**TASK INSTRUCTIONS:**
a - In the passage on testing for skewness, why does a p-value below 0.05 indicate significant skewness?
b - Can you proceed with the walkthrough on detecting skewed variables, continuing from its last line?

**TEXT SECTION:**
We can objectively determine if a variable is skewed using the Shapiro-Wilks test. The Shapiro–Wilk test tests the null hypothesis that a sample x1, ..., xn came from a normally distributed population. The null hypothesis for this test is that the data is a sample from a normal distribution, so a p-value less than 0.05 indicates significant skewness.

Rank 1D from Yellowbrick

A one-dimensional ranking of features utilizes a ranking algorithm that takes into account only a single feature at a time (e.g. histogram analysis). By default we utilize the Shapiro-Wilk algorithm to assess the normality of the distribution of instances with respect to the feature. A barplot is then drawn showing the relative ranks of each feature.

from yellowbrick.features import Rank1D
import matplotlib.pyplot as plt
import seaborn as sns 
sns.set(style="darkgrid", color_codes=True)

rnk1 = Rank1D(algorithm='shapiro')
rnk1.fit(X, y)           # Fit the data to the visualizer
rnk1.transform(X)
plt.close()

rnk1_df = pd.DataFrame(rnk1.ranks_, index=df.columns, columns=['Rank'])

[Saved data entries]

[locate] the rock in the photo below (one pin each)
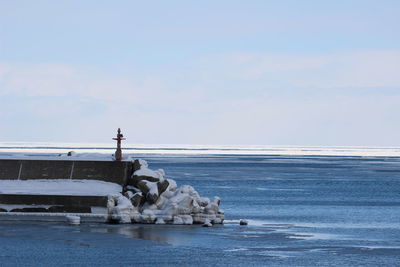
(203, 201)
(143, 186)
(187, 219)
(162, 186)
(203, 218)
(243, 222)
(132, 188)
(152, 195)
(128, 194)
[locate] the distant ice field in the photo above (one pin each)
(319, 207)
(108, 148)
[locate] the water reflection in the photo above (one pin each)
(170, 234)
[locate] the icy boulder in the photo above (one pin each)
(151, 198)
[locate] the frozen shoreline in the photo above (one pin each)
(21, 148)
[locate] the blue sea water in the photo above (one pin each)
(302, 211)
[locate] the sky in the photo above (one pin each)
(201, 72)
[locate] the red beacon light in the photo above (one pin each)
(119, 138)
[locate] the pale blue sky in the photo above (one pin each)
(201, 72)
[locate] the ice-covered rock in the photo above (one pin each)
(151, 198)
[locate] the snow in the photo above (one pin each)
(148, 197)
(59, 187)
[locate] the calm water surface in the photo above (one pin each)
(302, 211)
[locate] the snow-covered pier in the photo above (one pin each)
(98, 188)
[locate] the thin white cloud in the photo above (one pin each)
(229, 98)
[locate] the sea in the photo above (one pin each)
(305, 206)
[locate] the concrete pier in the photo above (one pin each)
(26, 169)
(51, 206)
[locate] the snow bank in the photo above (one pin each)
(151, 198)
(59, 187)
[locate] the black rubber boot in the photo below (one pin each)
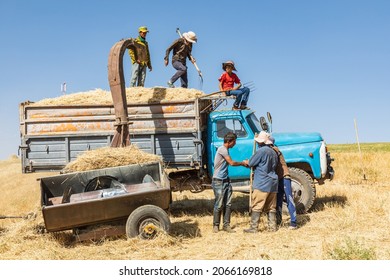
(272, 221)
(255, 218)
(216, 220)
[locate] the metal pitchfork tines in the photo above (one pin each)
(250, 85)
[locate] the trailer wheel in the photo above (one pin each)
(147, 221)
(303, 190)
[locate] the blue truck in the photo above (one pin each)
(185, 133)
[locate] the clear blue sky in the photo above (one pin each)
(316, 65)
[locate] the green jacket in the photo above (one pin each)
(140, 52)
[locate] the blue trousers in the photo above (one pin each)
(138, 75)
(285, 190)
(223, 201)
(180, 73)
(241, 94)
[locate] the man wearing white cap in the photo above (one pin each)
(221, 183)
(265, 183)
(182, 49)
(140, 58)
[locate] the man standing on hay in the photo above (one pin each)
(182, 49)
(140, 58)
(265, 183)
(221, 183)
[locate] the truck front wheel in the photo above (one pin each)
(147, 221)
(303, 190)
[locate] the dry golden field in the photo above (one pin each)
(350, 220)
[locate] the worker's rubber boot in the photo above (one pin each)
(255, 218)
(279, 218)
(216, 220)
(272, 221)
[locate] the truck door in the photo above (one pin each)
(242, 150)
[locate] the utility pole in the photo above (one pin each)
(63, 88)
(360, 151)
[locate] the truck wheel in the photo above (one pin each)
(303, 190)
(147, 221)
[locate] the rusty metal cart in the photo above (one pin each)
(130, 200)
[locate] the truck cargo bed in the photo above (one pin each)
(52, 136)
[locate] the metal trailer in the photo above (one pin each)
(130, 200)
(52, 136)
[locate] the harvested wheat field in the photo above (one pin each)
(350, 220)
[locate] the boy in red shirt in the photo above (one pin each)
(226, 83)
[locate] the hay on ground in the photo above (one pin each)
(110, 157)
(133, 95)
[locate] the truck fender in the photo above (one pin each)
(303, 189)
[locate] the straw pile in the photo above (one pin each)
(133, 95)
(109, 157)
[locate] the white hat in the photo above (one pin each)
(263, 137)
(190, 37)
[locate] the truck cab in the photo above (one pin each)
(305, 153)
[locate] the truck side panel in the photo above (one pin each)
(52, 136)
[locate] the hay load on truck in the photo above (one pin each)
(185, 132)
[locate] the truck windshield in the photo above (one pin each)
(230, 125)
(253, 123)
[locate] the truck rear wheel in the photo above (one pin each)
(303, 190)
(147, 221)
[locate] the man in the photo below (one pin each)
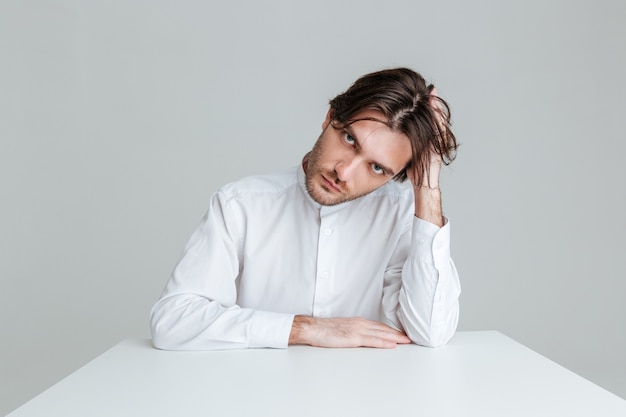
(337, 252)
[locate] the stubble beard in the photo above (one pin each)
(313, 177)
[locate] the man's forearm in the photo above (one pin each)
(344, 332)
(428, 204)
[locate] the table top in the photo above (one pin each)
(476, 374)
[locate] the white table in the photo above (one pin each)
(476, 374)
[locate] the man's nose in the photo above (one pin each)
(346, 168)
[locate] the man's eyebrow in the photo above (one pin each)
(385, 168)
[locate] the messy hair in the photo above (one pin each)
(408, 106)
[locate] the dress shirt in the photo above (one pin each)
(266, 251)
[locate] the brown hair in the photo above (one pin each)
(405, 100)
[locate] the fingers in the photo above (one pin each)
(347, 332)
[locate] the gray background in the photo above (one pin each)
(118, 119)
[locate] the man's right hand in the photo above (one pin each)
(344, 332)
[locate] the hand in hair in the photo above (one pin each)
(428, 194)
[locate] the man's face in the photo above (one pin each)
(348, 163)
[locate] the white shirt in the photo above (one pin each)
(266, 251)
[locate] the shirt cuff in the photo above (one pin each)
(430, 241)
(270, 329)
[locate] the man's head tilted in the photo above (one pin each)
(389, 124)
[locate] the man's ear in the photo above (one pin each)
(328, 119)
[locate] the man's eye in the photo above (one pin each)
(377, 169)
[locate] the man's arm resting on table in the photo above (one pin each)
(344, 332)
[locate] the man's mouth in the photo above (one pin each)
(331, 185)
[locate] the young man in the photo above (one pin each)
(339, 251)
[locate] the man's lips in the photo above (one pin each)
(331, 185)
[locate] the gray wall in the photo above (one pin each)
(118, 119)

**ANSWERS:**
a - The Shapiro-Wilk test's null hypothesis is that the data is a sample from a normal distribution. A p-value below 0.05 rejects that hypothesis, which indicates significant skewness.

b -
rnk1_df = rnk1_df.sort_values('Rank', ascending=False)

f, axes = plt.subplots(1,2 ,figsize=(12,5))
sns.barplot(x='Rank', y=rnk1_df.index, data=rnk1_df, ax=axes[0])
axes[0].set_title('Features')
axes[0].set_xlabel('Sharpio Rank')
axes[0].grid(False)

sns.barplot(x=df.skew().abs().sort_values(), y=df.skew().abs().sort_values().index, ax=axes[1])
axes[1].set_title('Features')
axes[1].set_xlabel('Absolute Skew')
axes[1].grid(False)

plt.tight_layout()
plt.show();

Function to produce more descriptive statistics.

from scipy import stats

def resumetable(df):
    print(f"Dataset Shape: {df.shape}")
    summary = pd.DataFrame(df.dtypes,columns=['dtypes'])
    summary = summary.reset_index()
    summary['Name'] = summary['index']
    summary = summary[['Name','dtypes']]
    summary['Missing'] = df.isnull().sum().values    
    summary['Uniques'] = df.nunique().values
    summary['First Value'] = df.loc[0].values
    summary['Second Value'] = df.loc[1].values
    summary['Third Value'] = df.loc[2].values

    for name in summary['Name'].value_counts().index:
        summary.loc[summary['Name'] == name, 'Entropy'] = round(stats.entropy(df[name].value_counts(normalize=True), base=2),2) 

    return summary

resumetable(df)

Dataset Shape: (506, 13)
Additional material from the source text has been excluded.